MacOS uses Tesseract and not Tesseract-OCR
Closed this issue · 2 comments
avigoen commented
Description of the bug
pymupdf/__init__.py in ?(tessdata)
17818 # Unix-like systems:
17819 cp = subprocess.run("whereis tesseract-ocr", shell=1, capture_output=1, check=0, text=True)
17820 response = cp.stdout.strip().split()
17821 if cp.returncode or len(response) != 2: # if not 2 tokens: no tesseract-ocr
> 17822 raise RuntimeError("No tessdata specified and Tesseract is not installed")
17823
17824 # search tessdata in folder structure
17825 dirname = response[1] # contains tesseract-ocr installation folderRuntimeError: No tessdata specified and Tesseract is not installed
How to reproduce the bug
PyMuPDF installation command:
uv add pymupdf
Issue:
for page in doc:
textPage = page.get_textpage_ocr()
print(textPage.extract_text())On running the above script, I am getting the error
I can see that on MacOS, tesseract is installed using brew install tesseract and has no package for tesseract-ocr
Tesseract Installation Proof:
tesseract: /opt/homebrew/bin/tesseract
tesseract-ocr:
PyMuPDF version
1.26.1
Operating system
MacOS
Python version
3.12
JorjMcKie commented
You know that you can fix this by either directly providing the folder name of tessdata or setting the appropriate environment variable (before starting your script)?
julian-smith-artifex-com commented
Fixed in PyMuPDF-1.26.4.

*-*-*

TASKS TO COMPLETE:
A. Copy out the passage of the issue thread that begins at "17820 response = cp.stdout.strip().split()" and stops after "textPage = page.get_textpage_ocr()", renaming "response" to "output".
B. Shorten the comment in the issue thread that starts with "You know that you can fix this".
C. According to the issue thread, in which PyMuPDF version was the problem fixed?
Please rely on the issue thread alone.

AVAILABLE DATA:
*-*-*

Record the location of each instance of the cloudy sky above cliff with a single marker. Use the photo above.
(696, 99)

*-*-*

EXPECTED OUTPUTS:
A.
17820 output = cp.stdout.strip().split()
17821 if cp.returncode or len(output) != 2: # if not 2 tokens: no tesseract-ocr
> 17822 raise RuntimeError("No tessdata specified and Tesseract is not installed")
17823
17824 # search tessdata in folder structure
17825 dirname = output[1] # contains tesseract-ocr installation folderRuntimeError: No tessdata specified and Tesseract is not installed
How to reproduce the bug
PyMuPDF installation command:
uv add pymupdf
Issue:
for page in doc:
textPage = page.get_textpage_ocr()

B. The error can be fixed by giving the tessdata folder name directly or by setting the matching environment variable before the script starts.

C. PyMuPDF-1.26.4.